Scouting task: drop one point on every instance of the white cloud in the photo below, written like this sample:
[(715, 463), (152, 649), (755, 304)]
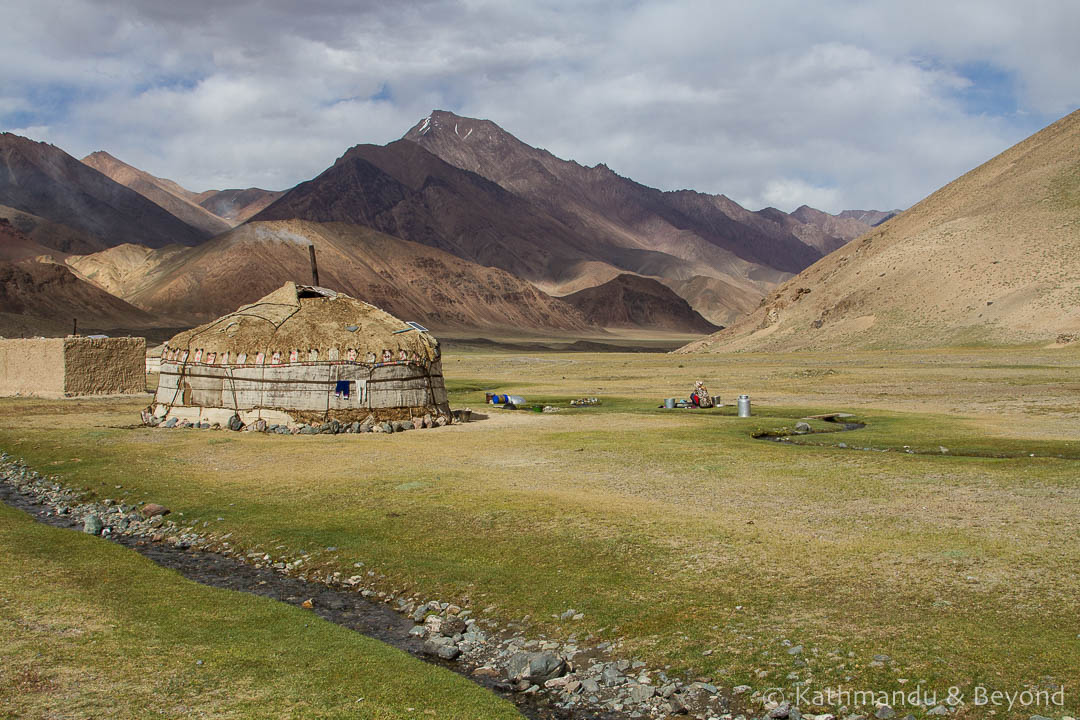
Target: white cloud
[(791, 193), (837, 105)]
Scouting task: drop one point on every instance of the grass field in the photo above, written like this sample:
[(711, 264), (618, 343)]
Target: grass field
[(91, 629), (675, 530)]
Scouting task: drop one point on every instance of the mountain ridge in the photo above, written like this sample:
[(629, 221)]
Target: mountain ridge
[(989, 258)]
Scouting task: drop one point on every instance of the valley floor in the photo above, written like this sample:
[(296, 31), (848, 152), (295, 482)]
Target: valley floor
[(945, 547)]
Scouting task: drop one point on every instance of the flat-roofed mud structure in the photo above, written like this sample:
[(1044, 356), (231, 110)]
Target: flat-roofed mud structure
[(75, 365)]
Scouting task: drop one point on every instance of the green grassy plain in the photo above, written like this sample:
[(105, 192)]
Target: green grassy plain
[(676, 531), (90, 629)]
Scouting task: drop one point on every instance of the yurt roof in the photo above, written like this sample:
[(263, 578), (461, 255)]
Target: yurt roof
[(305, 317)]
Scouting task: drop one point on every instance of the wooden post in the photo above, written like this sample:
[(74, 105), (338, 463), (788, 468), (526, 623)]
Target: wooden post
[(314, 267)]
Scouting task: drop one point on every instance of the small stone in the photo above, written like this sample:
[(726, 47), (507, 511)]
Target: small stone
[(152, 510), (611, 676), (93, 525), (781, 710)]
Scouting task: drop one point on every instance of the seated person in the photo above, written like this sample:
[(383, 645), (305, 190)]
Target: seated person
[(700, 396)]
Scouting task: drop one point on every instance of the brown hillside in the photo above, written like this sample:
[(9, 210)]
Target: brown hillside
[(14, 245), (43, 180), (164, 193), (410, 281), (470, 188), (638, 302), (43, 298), (52, 235), (990, 258), (630, 227)]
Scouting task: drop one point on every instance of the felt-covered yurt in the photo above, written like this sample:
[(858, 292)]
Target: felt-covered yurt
[(301, 354)]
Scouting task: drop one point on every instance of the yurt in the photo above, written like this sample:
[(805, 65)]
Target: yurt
[(301, 354)]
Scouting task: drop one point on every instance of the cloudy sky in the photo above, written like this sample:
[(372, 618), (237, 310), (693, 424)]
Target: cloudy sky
[(835, 104)]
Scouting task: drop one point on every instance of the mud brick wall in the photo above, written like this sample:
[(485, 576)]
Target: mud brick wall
[(105, 366), (31, 367)]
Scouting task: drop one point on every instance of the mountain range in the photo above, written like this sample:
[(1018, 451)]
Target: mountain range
[(991, 258), (469, 187), (459, 225)]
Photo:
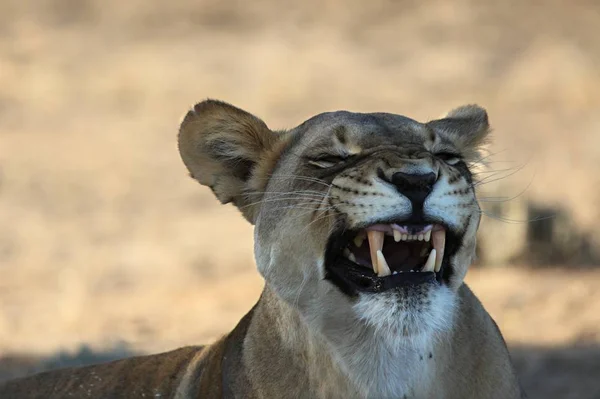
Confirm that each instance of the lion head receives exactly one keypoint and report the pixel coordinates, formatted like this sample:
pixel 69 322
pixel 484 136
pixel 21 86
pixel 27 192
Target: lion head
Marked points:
pixel 360 219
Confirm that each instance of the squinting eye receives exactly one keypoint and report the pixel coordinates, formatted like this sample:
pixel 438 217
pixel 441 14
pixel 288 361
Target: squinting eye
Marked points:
pixel 326 161
pixel 449 158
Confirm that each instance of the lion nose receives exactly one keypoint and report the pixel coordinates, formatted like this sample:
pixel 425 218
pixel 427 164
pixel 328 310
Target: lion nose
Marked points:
pixel 414 187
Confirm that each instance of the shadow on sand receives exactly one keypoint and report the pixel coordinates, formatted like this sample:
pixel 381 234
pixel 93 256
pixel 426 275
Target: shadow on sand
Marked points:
pixel 545 372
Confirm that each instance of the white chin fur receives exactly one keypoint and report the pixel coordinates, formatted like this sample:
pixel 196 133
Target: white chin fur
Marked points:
pixel 415 313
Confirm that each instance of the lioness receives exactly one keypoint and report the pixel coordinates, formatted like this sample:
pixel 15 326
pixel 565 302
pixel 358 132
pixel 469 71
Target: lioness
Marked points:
pixel 364 228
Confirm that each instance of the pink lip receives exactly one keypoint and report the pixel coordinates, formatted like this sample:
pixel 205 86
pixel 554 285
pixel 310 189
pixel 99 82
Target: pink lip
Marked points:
pixel 387 228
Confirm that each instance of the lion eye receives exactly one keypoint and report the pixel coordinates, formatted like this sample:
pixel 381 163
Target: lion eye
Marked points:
pixel 326 161
pixel 449 157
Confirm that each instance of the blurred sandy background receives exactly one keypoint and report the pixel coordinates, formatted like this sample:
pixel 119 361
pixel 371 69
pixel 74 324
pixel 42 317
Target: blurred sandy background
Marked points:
pixel 108 249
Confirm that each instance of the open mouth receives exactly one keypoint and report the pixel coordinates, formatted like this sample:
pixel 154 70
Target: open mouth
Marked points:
pixel 384 256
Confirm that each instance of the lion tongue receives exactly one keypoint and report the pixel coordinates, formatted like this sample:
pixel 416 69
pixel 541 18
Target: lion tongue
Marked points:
pixel 375 244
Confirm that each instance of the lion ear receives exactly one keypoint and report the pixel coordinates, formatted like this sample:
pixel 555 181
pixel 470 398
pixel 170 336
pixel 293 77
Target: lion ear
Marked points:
pixel 467 127
pixel 221 146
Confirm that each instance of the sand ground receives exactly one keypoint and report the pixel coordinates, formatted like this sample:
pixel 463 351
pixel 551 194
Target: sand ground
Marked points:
pixel 107 248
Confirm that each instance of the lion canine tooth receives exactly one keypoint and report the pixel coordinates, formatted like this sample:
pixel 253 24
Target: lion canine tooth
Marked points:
pixel 438 239
pixel 375 244
pixel 430 264
pixel 427 236
pixel 384 269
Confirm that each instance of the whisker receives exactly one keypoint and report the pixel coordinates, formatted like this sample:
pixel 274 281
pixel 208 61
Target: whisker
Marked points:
pixel 514 221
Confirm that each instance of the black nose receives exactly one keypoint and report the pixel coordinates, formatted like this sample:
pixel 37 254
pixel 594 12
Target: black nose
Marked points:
pixel 414 187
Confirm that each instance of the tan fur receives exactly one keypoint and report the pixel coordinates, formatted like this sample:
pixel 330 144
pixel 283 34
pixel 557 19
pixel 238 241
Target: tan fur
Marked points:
pixel 305 338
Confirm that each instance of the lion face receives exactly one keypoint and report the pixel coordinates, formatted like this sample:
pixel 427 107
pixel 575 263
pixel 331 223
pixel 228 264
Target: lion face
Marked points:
pixel 363 217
----
> PROBLEM DETAILS
Only lines of the material that contain the word "lioness" belong in the answer; copy each one.

> EXERCISE OUTPUT
Confirm that each instance of the lioness receives exactly one keypoint and report the pixel coordinates, formatted like this sample:
Target: lioness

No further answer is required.